** Start THE INPUT **
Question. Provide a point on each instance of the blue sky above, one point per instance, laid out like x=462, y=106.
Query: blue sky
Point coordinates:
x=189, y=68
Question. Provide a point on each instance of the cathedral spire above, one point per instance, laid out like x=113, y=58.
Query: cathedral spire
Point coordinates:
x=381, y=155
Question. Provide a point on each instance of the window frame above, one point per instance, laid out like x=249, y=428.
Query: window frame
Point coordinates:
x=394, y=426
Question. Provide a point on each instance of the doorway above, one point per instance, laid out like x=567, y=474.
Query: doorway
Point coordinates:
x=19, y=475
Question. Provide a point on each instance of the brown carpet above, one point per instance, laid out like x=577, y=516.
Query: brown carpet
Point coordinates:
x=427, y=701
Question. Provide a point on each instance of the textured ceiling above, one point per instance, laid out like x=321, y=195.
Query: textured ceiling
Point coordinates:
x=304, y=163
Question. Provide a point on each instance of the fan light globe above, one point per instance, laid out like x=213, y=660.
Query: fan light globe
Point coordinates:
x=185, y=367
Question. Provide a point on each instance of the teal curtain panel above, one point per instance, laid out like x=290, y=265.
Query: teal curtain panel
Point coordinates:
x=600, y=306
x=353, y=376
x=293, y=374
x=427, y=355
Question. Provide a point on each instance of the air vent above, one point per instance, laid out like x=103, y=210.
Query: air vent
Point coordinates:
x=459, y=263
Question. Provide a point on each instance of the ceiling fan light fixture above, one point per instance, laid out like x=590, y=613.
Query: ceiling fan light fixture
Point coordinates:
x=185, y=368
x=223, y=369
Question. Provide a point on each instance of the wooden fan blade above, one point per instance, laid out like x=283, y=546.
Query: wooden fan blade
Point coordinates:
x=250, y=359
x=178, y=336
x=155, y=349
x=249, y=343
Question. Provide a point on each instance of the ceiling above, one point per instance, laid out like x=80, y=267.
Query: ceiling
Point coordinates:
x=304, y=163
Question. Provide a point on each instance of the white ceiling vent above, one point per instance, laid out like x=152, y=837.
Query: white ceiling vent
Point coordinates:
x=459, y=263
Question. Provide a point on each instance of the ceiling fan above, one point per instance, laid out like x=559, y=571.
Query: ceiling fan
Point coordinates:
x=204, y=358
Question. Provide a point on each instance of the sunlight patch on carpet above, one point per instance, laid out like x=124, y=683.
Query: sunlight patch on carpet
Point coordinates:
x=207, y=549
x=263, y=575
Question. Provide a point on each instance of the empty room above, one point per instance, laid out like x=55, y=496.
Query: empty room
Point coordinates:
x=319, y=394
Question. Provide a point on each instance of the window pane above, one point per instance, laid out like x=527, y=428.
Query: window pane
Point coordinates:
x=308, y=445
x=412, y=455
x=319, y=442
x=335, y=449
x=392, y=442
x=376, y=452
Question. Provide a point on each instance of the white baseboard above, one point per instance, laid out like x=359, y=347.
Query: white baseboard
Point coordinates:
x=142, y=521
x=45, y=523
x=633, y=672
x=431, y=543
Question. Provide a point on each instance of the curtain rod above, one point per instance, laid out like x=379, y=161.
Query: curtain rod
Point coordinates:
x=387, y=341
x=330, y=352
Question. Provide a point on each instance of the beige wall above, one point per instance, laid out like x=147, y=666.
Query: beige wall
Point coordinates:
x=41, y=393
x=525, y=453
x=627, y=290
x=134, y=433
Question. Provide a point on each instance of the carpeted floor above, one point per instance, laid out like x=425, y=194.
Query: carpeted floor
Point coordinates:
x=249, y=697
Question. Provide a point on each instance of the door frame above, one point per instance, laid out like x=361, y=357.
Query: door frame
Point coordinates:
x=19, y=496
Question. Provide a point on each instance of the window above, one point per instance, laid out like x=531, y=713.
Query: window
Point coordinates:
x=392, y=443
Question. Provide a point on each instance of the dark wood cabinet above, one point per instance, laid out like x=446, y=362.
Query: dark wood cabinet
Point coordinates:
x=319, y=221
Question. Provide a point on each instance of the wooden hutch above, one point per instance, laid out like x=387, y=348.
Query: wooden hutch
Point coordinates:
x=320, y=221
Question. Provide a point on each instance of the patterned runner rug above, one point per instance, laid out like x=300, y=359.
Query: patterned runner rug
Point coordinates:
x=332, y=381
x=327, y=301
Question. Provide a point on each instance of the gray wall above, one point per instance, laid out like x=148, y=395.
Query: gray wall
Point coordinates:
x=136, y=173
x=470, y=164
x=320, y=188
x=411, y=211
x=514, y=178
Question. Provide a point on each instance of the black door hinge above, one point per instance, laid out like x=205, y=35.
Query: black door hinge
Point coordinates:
** End THE INPUT **
* _WRITTEN TASK_: Reproduce every entry above, swapping "Point coordinates" for "Marked points" and leaving everything else as it is.

* _RESULT FOR THIS TASK_:
Question. Provide a point on each instance of the blue sky above, one point per instance, laid out like x=462, y=106.
Query: blue sky
Marked points:
x=189, y=68
Question. Provide a point on each instance of the cathedral spire above, one point per instance, laid out like x=113, y=58.
Query: cathedral spire
Marked points:
x=381, y=155
Question. Provide a point on each instance of the window frame above, one point per instance, laid out like x=249, y=428.
Query: window frame
Marked points:
x=394, y=426
Question. Provide a point on each instance of the doorway above, one point per instance, laid out like x=567, y=474.
Query: doorway
Marked points:
x=19, y=475
Question. Provide a point on each instance of the brown carpet above, one point per instance, laid out like x=577, y=516.
Query: brown carpet
Marked points:
x=427, y=701
Question. Provide a point on each instance of the textured ceiling above, one point per instance, laid out like x=321, y=195.
Query: textured ceiling
Marked points:
x=304, y=163
Question. Provide a point on each instance of the fan light globe above, one point per instance, laid out like x=213, y=660.
Query: fan light globe
Marked points:
x=185, y=367
Question. Provide a point on each instance of the teal curtain panel above, one point per instance, laid out like x=290, y=265.
Query: teal curtain panel
Marked points:
x=600, y=306
x=353, y=376
x=293, y=374
x=427, y=355
Question. Provide a point on each instance of the air vent above, one point per instance, laid out like x=103, y=210.
Query: air vent
Marked points:
x=459, y=263
Question. Provide a point on each instance of the ceiling fan light fixture above, one point per instance, laid out like x=590, y=613.
Query: ceiling fan light fixture
Marked points:
x=185, y=368
x=223, y=369
Question. Provide a point on each instance of the wooden fan blade above, one point per instance, laid out like x=283, y=546.
Query: wooden fan blade
Marked points:
x=250, y=359
x=178, y=336
x=155, y=349
x=249, y=343
Question. Provide a point on each instance of the ceiling above, one point per instance, laid out like x=80, y=267.
Query: ceiling
Marked points:
x=304, y=163
Question. Provide a point on each instance of the white ceiling vent above, one point per instance, laid out like x=152, y=837.
Query: white ceiling vent
Marked points:
x=459, y=263
Question. Provide a point on each instance of the ceiling fan above, one point per instance, laid out like x=559, y=571.
Query: ceiling fan
Marked points:
x=204, y=358
Question. Provide a point on each instance of the sunlight patch on carpet above, one point per instance, laid out like x=124, y=683.
Query: sunlight patch on carpet
Marked points:
x=207, y=549
x=263, y=575
Question. Provide a point on each instance of the empty room above, one point per instance, laid out like x=55, y=496.
Query: empty room
Marked points:
x=319, y=394
Question. Provide a point on each instance of the window pane above, one point per instance, laid out like x=527, y=428.
Query: window pane
Marked points:
x=308, y=445
x=412, y=455
x=319, y=442
x=335, y=449
x=392, y=442
x=376, y=452
Question. Provide a point on each instance of the white baseboard above, one point per instance, laid out like x=359, y=347.
Query: white baseboard
Marked points:
x=142, y=521
x=45, y=523
x=633, y=672
x=431, y=543
Question. Provide a point on each instance of the curtain rod above, one point per instance, laid out like x=379, y=161.
Query: curtain rod
Marked points:
x=387, y=341
x=330, y=352
Question. Provide a point on each instance of the beige wall above, one point per instance, laid out like x=147, y=666.
Query: beige wall
Marked points:
x=41, y=393
x=525, y=453
x=627, y=290
x=134, y=433
Question. Provide a point on each instance of the carpeted floor above, one point per instance, laid out like x=425, y=194.
Query: carpeted floor
Marked points:
x=249, y=697
Question. Provide a point on each instance of the door frame above, one point per instance, laid out like x=361, y=357.
Query: door frame
Marked points:
x=19, y=496
Question. Provide a point on each instance of the window above, one point per instance, laid out like x=531, y=713.
Query: window
Marked points:
x=392, y=443
Question. Provide a point on each instance of the dark wood cabinet above, one point per instance, laid out like x=446, y=362.
Query: dark wood cabinet
Marked points:
x=319, y=221
Question. Provide a point on each instance of the wooden hutch above, one point per instance, laid out like x=387, y=348.
Query: wooden hutch
Marked points:
x=320, y=221
Question. Provide a point on each instance of the patterned runner rug above, one point per instance, laid out like x=300, y=359.
Query: patterned runner rug
Marked points:
x=332, y=381
x=327, y=301
Question. Provide a point on each instance of the gray wall above, one point per instance, laid out like x=148, y=395.
Query: gray wall
Marked points:
x=136, y=173
x=470, y=164
x=320, y=188
x=411, y=211
x=514, y=178
Question. Provide a point on each instance of the black door hinge above, one point per instance, laid out like x=205, y=35.
Query: black door hinge
Marked points:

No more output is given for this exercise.